**Problems:**
A – In the essay on federal bankruptcy law for states, who may alter or abolish municipalities as they see fit?
B – Transcribe the stretch of the essay on federal bankruptcy law for states from "Municipalities are governments, bound" through "looks ad hoc.".
C – Write the next part of the essay on federal bankruptcy law for states, starting after its final sentence.

**Provided text:**

+---+

While a federal bankruptcy law for states might be a desirable policy, its constitutionality is doubtful. Now, I am not a constitutional lawyer and cannot speak to the details of United States case law, but I do study fiscal federalism in comparative context: its conditions, operations, and consequences. Accordingly, I will analyze how a federal law for state bankruptcy would tend either to support or to undermine the values one might seek to protect by means of the federal, constitutional order in the United States.
The main points of the argument are as follows. First, federal bankruptcy law for cities reaches around states’ traditional, sovereign authority over local government, and the New Deal Court’s reasoning on this point might not have been sound. Second, federal bankruptcy protections for state governments risks a kind of federal-state collusion that undermines the true purposes of federalism, which are to protect private citizens, not the governments comprising the system. Third, many states went bankrupt in the 19th century, and they have their own legal remedies available to reduce unpayable debts, making a federal law unnecessary.
On the first point, while it is true that municipalities are not mere arms of state government in the way that counties typically are, they owe their existence to state government. They are incorporated under state law. So are private corporations, but a difference from private corporations is that state legislatures may alter or abolish municipalities as they see fit. While private incorporation looks more like state registration of an entity created by private actors, municipal incorporation looks more like state creation of an entity, though typically by petition of private actors.
The degree of state legislative discretion over municipal creation, abolition, and merger is much greater than over private corporations. Certainly, some states have afforded municipalities “home rule,” but even this status is something that states have granted on their own discretion, not a federal constitutional right that municipalities can claim against interference from state governments (including state constitutional amendments).
Municipalities are governments, bound by federal and state constitutions. They are distinct from homeowners’ associations, which are truly private providers of local services, and that distinction makes a real difference: for instance, homeowners’ associations are not bound to implement universal, equal suffrage. For the purposes of most constitutional law, municipalities are considered governments, not private entities. The exception for federal bankruptcy law looks ad hoc.

+---+

**Supplied records:**
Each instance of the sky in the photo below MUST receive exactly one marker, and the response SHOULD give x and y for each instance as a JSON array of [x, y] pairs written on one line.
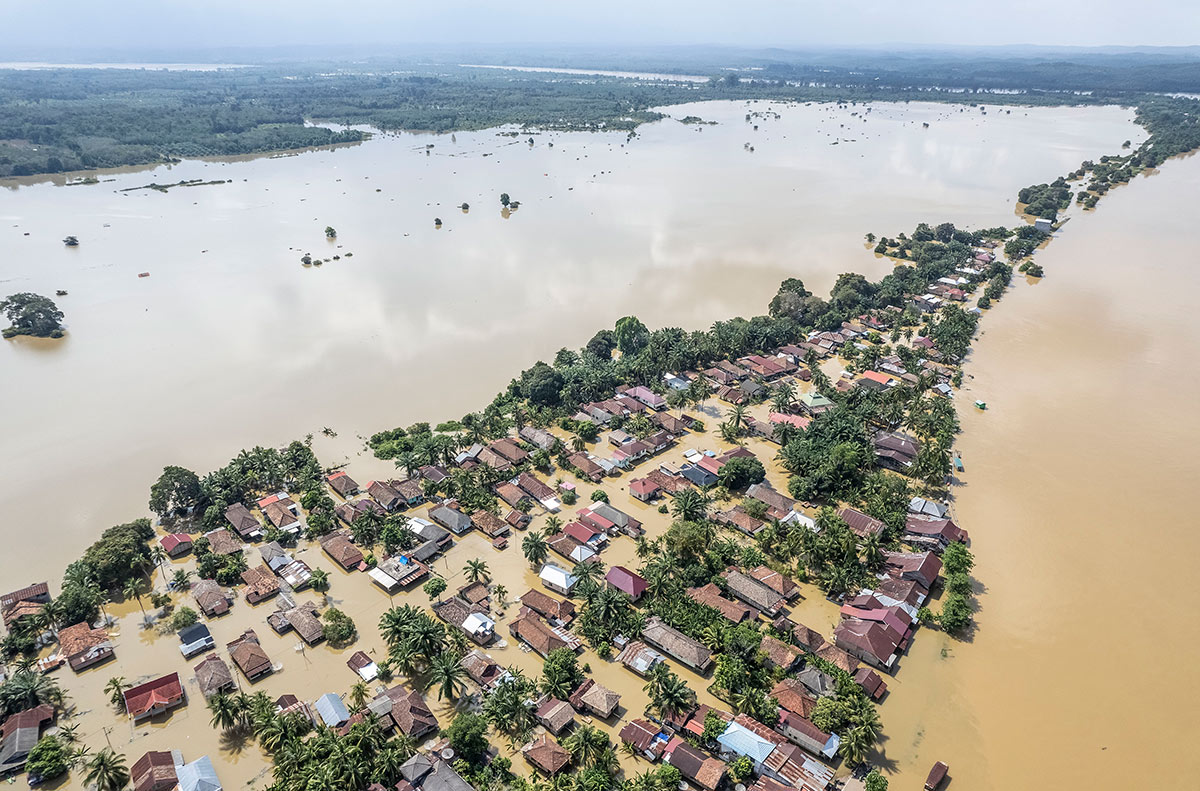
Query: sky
[[65, 25]]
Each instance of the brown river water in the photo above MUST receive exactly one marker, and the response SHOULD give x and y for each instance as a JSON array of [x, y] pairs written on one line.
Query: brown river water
[[1073, 678]]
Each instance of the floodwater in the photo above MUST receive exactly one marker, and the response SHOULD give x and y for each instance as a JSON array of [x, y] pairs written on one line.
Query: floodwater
[[1075, 497], [1068, 682]]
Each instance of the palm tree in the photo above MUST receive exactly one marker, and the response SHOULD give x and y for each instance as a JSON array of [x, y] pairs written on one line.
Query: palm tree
[[534, 547], [107, 771], [132, 589], [319, 580], [359, 694], [475, 570], [688, 505], [115, 689], [447, 672]]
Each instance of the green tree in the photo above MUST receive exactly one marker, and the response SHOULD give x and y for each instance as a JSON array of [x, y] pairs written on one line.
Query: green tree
[[31, 315], [107, 771]]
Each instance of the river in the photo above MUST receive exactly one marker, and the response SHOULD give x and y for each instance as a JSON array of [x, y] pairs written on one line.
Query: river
[[231, 342]]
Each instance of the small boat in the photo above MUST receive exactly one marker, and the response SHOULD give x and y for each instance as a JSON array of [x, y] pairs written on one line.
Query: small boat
[[936, 775]]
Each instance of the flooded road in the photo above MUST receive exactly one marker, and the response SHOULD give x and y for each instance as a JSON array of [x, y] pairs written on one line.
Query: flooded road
[[1077, 497], [231, 342]]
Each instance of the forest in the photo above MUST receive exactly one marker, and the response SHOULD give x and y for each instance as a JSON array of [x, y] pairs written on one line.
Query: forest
[[63, 120]]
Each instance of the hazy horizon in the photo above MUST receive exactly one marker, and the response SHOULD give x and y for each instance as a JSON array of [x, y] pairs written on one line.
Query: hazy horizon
[[59, 28]]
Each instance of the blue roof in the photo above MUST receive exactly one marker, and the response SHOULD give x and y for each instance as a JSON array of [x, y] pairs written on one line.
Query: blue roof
[[331, 709], [745, 742]]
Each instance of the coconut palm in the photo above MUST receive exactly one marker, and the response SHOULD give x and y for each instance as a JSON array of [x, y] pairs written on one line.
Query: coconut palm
[[115, 689], [475, 570], [107, 771], [534, 547], [447, 672]]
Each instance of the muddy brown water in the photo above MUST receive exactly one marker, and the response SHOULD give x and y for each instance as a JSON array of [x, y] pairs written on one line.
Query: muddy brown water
[[1080, 456]]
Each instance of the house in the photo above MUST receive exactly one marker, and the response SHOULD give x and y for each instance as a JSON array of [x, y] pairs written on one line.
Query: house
[[557, 579], [19, 733], [918, 567], [802, 732], [222, 541], [587, 467], [648, 397], [339, 546], [780, 583], [155, 771], [195, 640], [301, 618], [754, 593], [342, 484], [591, 696], [677, 645], [640, 658], [249, 655], [198, 775], [859, 522], [213, 676], [555, 611], [451, 519], [645, 489], [25, 601], [871, 683], [697, 768], [471, 618], [154, 697], [532, 630], [779, 653], [283, 515], [628, 582], [490, 525], [352, 510], [384, 495], [539, 438], [933, 533], [645, 737], [553, 714], [210, 598], [244, 522], [484, 670], [361, 664], [408, 712], [397, 573], [83, 646], [870, 641], [739, 519], [778, 505], [816, 682], [261, 583], [733, 611], [294, 573], [331, 711], [546, 755], [895, 450], [177, 544]]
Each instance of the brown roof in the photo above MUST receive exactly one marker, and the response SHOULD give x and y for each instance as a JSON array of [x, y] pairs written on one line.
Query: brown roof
[[155, 771], [545, 754], [249, 655], [711, 595], [547, 605], [778, 582], [213, 676], [339, 546]]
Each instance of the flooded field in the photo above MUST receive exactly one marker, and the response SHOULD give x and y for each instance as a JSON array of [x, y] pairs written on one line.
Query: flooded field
[[1071, 490]]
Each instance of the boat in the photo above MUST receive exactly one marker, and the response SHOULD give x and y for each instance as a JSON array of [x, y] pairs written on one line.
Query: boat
[[936, 775]]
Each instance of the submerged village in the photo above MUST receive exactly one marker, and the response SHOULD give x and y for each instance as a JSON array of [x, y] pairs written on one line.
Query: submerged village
[[703, 580]]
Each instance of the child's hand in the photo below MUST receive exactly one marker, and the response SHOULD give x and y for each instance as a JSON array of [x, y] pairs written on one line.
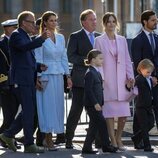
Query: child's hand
[[130, 83], [97, 107]]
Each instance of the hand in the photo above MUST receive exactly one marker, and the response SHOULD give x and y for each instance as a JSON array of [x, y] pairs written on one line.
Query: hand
[[97, 107], [39, 85], [46, 34], [154, 81], [43, 67], [69, 82], [130, 83]]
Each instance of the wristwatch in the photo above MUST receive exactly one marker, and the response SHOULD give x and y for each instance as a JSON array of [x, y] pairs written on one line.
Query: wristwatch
[[68, 76]]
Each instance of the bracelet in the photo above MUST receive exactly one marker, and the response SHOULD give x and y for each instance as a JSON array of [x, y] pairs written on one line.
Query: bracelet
[[68, 76]]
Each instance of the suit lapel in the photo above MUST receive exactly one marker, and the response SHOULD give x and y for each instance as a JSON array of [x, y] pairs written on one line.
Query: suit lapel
[[109, 45], [85, 38], [146, 41]]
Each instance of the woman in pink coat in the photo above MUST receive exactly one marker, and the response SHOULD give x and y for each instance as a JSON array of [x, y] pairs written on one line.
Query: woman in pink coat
[[116, 71]]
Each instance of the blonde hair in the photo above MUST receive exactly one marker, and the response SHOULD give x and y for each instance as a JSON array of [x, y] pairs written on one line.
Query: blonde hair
[[106, 17], [46, 15], [145, 64], [91, 55]]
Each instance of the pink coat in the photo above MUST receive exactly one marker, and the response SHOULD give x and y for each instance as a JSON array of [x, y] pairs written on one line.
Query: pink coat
[[115, 71]]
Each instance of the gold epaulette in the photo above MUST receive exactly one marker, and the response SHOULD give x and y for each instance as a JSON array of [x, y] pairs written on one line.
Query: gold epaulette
[[3, 78]]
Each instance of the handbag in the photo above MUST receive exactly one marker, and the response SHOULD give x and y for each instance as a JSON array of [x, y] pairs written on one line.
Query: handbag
[[4, 75], [44, 81], [66, 89], [132, 94]]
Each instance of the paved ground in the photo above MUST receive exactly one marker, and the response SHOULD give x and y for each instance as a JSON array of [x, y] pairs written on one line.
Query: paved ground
[[76, 153], [78, 143]]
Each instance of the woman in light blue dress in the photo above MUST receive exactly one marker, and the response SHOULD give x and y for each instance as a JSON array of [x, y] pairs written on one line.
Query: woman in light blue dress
[[50, 84]]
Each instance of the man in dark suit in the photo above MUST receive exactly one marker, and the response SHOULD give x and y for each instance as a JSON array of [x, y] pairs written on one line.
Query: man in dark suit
[[93, 101], [145, 45], [22, 71], [9, 103], [79, 44]]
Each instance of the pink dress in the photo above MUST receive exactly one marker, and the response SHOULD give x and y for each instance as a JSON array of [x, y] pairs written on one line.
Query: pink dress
[[115, 108]]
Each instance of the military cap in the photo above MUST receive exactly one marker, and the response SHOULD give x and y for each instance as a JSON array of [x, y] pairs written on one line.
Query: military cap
[[10, 22]]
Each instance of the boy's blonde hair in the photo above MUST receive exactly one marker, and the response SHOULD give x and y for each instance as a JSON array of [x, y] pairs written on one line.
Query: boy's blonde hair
[[144, 64]]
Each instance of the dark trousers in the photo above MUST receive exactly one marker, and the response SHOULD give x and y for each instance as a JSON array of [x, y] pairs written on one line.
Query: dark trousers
[[39, 135], [145, 120], [27, 98], [75, 112], [155, 104], [10, 106], [97, 123]]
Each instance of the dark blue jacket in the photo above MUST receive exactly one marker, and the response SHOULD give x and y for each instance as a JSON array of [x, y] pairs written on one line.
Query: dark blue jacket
[[78, 47], [93, 91], [142, 49], [23, 64]]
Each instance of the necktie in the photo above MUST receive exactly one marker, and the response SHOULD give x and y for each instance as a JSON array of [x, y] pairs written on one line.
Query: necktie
[[91, 38], [152, 42]]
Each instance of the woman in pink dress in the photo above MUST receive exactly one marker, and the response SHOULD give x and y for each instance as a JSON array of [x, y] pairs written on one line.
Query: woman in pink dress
[[116, 71]]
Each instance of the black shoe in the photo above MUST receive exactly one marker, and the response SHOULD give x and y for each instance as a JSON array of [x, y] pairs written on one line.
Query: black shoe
[[3, 144], [60, 138], [69, 145], [17, 145], [110, 149], [138, 146], [98, 146], [148, 149], [89, 151], [20, 139]]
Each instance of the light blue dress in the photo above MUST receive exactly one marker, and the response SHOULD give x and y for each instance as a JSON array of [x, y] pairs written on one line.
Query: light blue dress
[[50, 101]]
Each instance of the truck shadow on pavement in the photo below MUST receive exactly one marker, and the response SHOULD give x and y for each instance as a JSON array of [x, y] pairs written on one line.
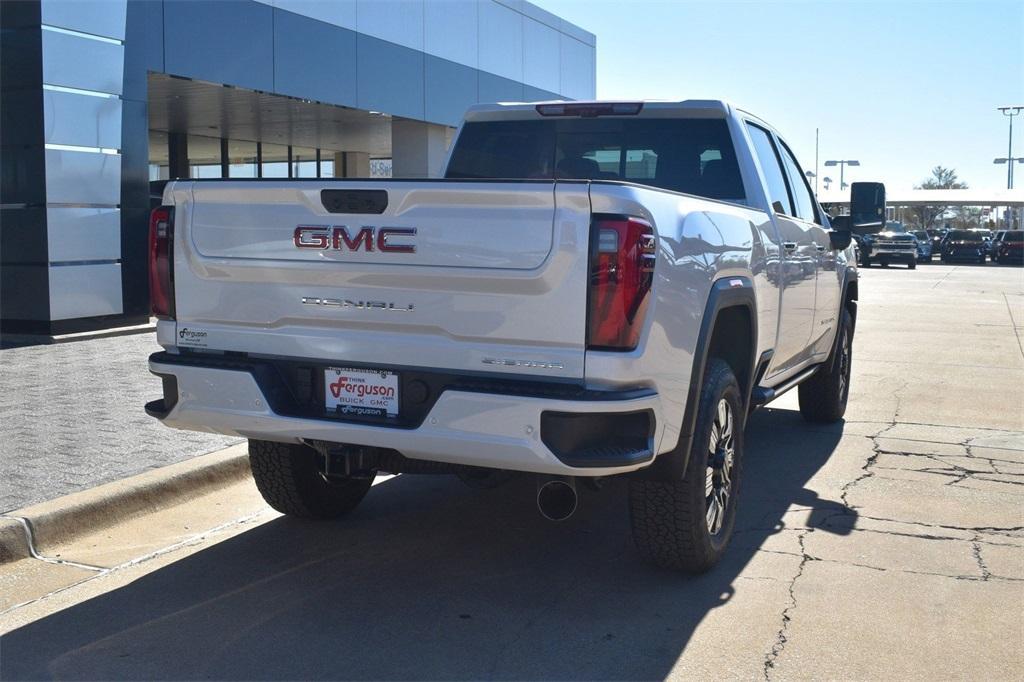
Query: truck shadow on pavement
[[431, 580]]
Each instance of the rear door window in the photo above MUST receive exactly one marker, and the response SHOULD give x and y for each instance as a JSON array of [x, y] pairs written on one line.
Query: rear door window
[[801, 192], [692, 156], [771, 166]]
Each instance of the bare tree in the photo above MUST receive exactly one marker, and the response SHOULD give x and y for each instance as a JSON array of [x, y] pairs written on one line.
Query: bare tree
[[942, 178]]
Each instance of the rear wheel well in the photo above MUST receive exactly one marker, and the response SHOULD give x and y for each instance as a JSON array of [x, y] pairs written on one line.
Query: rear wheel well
[[732, 341]]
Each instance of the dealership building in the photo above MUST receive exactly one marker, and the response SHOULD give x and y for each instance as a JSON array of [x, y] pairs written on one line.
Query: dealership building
[[100, 99]]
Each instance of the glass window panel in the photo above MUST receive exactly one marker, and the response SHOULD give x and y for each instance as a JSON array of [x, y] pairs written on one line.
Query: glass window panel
[[159, 156], [204, 157], [241, 159], [274, 160], [303, 162]]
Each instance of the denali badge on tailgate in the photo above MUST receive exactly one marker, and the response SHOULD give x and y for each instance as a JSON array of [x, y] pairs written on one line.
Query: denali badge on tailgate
[[338, 238], [357, 305]]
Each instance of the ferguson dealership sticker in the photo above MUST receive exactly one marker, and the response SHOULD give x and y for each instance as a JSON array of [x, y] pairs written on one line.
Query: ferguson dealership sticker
[[192, 337]]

+---+

**Results for the exercise:**
A – State legislatures.

B –
Municipalities are governments, bound by federal and state constitutions. They are distinct from homeowners’ associations, which are truly private providers of local services, and that distinction makes a real difference: for instance, homeowners’ associations are not bound to implement universal, equal suffrage. For the purposes of most constitutional law, municipalities are considered governments, not private entities. The exception for federal bankruptcy law looks ad hoc.

C –
While I again concede my lack of expertise in constitutional law, it is difficult for me to see how the status of cities vis-à-vis states and the federal government differs much from the status of the Bank of the United States vis-à-vis states and the federal government during the 19th century. The Bank of the United States was a creation of the federal government, though not an arm of it. Nevertheless, the Court ruled in McCulloch v. Maryland (1819) that states could not impede its operation. If states may not detract from federal sovereignty over institutions of federal design (within the scope of Congress’ enumerated powers), how is it possible that the federal government may limit states’ authority over institutions of states’ design (within the scope of constitutionally recognized state sovereign powers)?
United States v. Bekins (1938) may then have been wrongly decided. By extending federal bankruptcy procedures to cities, even with the consent of states, Congress took away from states some of the burden of responsibility they shoulder for the local governments they create and supervise. The Constitution does not prohibit states from enacting bankruptcy procedures for themselves or for the public institutions they create and supervise.
The second worry about extending federal bankruptcy protections to states comes up in Michael McConnell’s Liberty Forum essay, but it’s worth amplifying: Federal bankruptcy protections for states would protect governmental entities from fulfilling their obligations to private actors. That looks like federal-state collusion to deprive citizens of what they are owed. The purpose of a federal system is not to protect the rights of state governments, but to protect the rights of citizens.
In the Founding-era debates over the Articles of Confederation and the 1787 Constitution, concerns about liberty come up repeatedly. Anti-Federalists feared what a consolidated, general government would do to liberty, and they thought the Constitution created a government that would eventually devolve in that direction. Federalists feared the depredations of state governments, which they were living through in Rhode Island, Massachusetts, and elsewhere (“a rage for paper money, for an abolition of debts, for an equal division of property,” as Madison put it in Federalist 10). The way both sides conceived the matter is that a well-designed federal system would allow federal and state governments to check each other and preserve individual liberty.
This way of thinking about federalism wasn’t quite right. While the federal government certainly can check states, through congressional legislation that overrides state legislation via the Supremacy Clause or through federal appellate court decisions, states cannot reciprocate by vetoing (“nullifying”) federal laws. Another flaw is that while the Federalists believed that the Senate—whose members were, in the original constitutional design, elected by state legislatures—would fulfill this “checking” function, it turned out that state legislatures are often willing to relieve themselves of the burden of autonomy while taking compensation in the coin of federal transfers.
Incidentally, lest anyone think the Seventeenth Amendment was responsible for the decline of competitive federalism in the United States, consider the example of the Federal Republic of Germany, where the upper house or Bundesrat is still elected by Land governments, but where an initially competitive system of federalism was abolished in the 1960s in favor of a collusive model that subsidizes nearly all of each Land’s budget through harmonized, federally determined taxation.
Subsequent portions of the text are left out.